SHORT PROBLEM:
Return every line of the listing below word for word, with nothing altered.
==== DATA LINES
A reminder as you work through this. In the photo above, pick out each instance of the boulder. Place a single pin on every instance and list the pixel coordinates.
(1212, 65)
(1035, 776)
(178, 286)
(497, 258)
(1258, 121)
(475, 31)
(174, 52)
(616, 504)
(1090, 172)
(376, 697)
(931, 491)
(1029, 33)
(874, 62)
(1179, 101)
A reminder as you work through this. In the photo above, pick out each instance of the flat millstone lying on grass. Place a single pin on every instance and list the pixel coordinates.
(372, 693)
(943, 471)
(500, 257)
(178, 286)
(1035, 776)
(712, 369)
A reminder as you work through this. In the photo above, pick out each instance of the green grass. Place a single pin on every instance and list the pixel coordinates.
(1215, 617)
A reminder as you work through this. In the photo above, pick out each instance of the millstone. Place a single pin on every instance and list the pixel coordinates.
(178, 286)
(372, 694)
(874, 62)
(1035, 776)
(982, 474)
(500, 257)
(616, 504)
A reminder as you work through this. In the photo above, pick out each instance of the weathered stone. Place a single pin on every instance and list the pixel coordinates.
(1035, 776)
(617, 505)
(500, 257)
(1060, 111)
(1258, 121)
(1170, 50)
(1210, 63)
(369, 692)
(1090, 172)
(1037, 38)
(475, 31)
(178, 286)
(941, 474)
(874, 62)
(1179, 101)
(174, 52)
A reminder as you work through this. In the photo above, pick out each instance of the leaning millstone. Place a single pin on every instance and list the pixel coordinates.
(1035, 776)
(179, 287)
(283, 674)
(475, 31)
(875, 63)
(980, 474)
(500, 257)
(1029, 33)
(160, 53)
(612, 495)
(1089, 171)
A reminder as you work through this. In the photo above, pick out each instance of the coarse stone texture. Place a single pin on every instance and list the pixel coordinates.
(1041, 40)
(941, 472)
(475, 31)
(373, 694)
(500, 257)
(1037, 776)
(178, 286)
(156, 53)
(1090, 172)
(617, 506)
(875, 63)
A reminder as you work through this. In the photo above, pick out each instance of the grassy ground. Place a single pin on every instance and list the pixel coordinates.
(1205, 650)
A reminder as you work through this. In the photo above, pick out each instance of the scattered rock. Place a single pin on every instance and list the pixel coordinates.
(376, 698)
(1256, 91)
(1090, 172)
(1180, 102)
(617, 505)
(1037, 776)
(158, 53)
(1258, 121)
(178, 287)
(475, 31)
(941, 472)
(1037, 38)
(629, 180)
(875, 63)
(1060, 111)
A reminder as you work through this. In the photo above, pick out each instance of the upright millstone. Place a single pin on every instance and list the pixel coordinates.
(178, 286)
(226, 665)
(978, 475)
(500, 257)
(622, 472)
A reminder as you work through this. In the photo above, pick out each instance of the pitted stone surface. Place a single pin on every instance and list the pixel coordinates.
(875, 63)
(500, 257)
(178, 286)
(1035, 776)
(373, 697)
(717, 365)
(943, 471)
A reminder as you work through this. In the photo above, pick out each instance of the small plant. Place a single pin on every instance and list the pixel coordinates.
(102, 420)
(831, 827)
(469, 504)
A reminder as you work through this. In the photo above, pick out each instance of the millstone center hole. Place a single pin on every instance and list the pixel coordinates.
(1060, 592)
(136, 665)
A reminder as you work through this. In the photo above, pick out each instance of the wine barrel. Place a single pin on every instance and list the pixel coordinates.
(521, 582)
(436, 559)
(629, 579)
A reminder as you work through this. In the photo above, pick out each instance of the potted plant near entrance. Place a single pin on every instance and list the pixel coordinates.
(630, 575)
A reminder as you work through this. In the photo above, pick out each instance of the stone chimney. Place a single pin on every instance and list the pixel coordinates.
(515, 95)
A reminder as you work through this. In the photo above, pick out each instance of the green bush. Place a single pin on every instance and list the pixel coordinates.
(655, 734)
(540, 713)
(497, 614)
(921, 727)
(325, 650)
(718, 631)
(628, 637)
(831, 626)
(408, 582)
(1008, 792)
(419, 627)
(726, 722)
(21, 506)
========
RIGHT ANSWER:
A reminder as you work through this. In the photo above, pick out each instance of the boulder. Place a single pin on every instance and list the pixel coordinates.
(1212, 65)
(1035, 776)
(178, 286)
(497, 258)
(1258, 121)
(475, 31)
(174, 52)
(616, 504)
(1090, 172)
(376, 697)
(931, 491)
(1029, 33)
(874, 62)
(1179, 101)
A reminder as you work through this. In the photo above, pick out each instance of the flat millstone lying on grass. Place a single pin on every instance and list the pixel coordinates.
(372, 693)
(943, 471)
(500, 257)
(178, 286)
(1035, 776)
(712, 369)
A reminder as you work through this. In the photo above, pick out each instance of the green grass. Place a single pin on every instance and list the pixel coordinates.
(1215, 617)
A reminder as you work through this. In the photo above, pick out each instance of the millstone. Place a single pin on every instance and list the pixel coordinates.
(178, 286)
(372, 694)
(874, 62)
(1035, 776)
(982, 474)
(500, 257)
(616, 504)
A reminder as you work through this. In the photo above, pick out each instance of the weathered stone. Place a single pin on every instance and list the pixel coordinates.
(1035, 776)
(617, 505)
(500, 257)
(1060, 111)
(1258, 121)
(1170, 50)
(1210, 63)
(369, 692)
(1090, 172)
(1037, 38)
(475, 31)
(178, 286)
(941, 474)
(874, 62)
(1179, 101)
(174, 52)
A reminder as you work through this. In the photo above, pick out each instance of the leaning millstone. Place a single pin on every instance and list the pixel coordinates.
(1035, 776)
(179, 287)
(283, 674)
(475, 31)
(875, 63)
(980, 474)
(500, 257)
(1029, 33)
(160, 53)
(612, 495)
(1089, 171)
A reminder as you work through this. In the photo above, pick out each instance of the coarse stone texture. Place a single pin on every instance and list the pixel coordinates.
(1041, 40)
(941, 472)
(475, 31)
(373, 694)
(500, 257)
(1037, 776)
(178, 286)
(156, 53)
(1090, 172)
(617, 506)
(875, 63)
A reminder as you work through this. In the photo above, pick out each instance of the grassy ground. Place a single pin on every instance and list the pixel coordinates.
(1205, 650)
A reminder as you work through this. In the photo above, pick out each instance of the scattered rock. Place a single pin on every instance and list the pixel coordinates.
(376, 698)
(1256, 91)
(1090, 172)
(1180, 102)
(617, 505)
(1037, 776)
(158, 53)
(1258, 121)
(178, 287)
(475, 31)
(941, 472)
(1037, 38)
(629, 180)
(875, 63)
(1060, 111)
A reminder as you work through this. In the photo above, pick out each instance of the upright millstone. Place a single pin on every instance and list the pixel coordinates.
(178, 286)
(226, 665)
(978, 475)
(500, 257)
(622, 472)
A reminder as you work through this. In the photo above, pick out each instance of the pitted stone surface. Place a single pin on every instance and list the pixel coordinates.
(875, 63)
(500, 257)
(178, 286)
(1035, 776)
(373, 697)
(717, 365)
(943, 471)
A reminder as you work through this. In the photo above, pick out each instance of the small plant. Place a single pin on every instance and list the pixel coordinates.
(102, 420)
(831, 827)
(469, 504)
A reminder as you work through this. In the photo above, pick out each instance of the millstone center hole. Place a single pin on every instance and list the pixel coordinates.
(1060, 592)
(136, 665)
A reminder as you work through this. In the photo above, pick out each instance of the wine barrel. Place a single pin on every instance and list the pixel coordinates.
(521, 582)
(436, 559)
(629, 579)
A reminder as you work through this. In the photo above, pick out each instance of the potted plant near entrance. Place a single pin on every instance and list the pixel coordinates.
(630, 575)
A reminder as you work through this. In the photo above, pick out each instance of the stone chimney. Place a single pin on every instance and list the pixel coordinates.
(515, 95)
A reminder as you work through this. In the photo above, pick out each instance of the green bush. Place a single pin on every instance and list the pixel coordinates.
(655, 734)
(540, 713)
(497, 614)
(921, 727)
(325, 650)
(718, 631)
(628, 637)
(831, 626)
(408, 582)
(1008, 792)
(419, 627)
(726, 722)
(21, 506)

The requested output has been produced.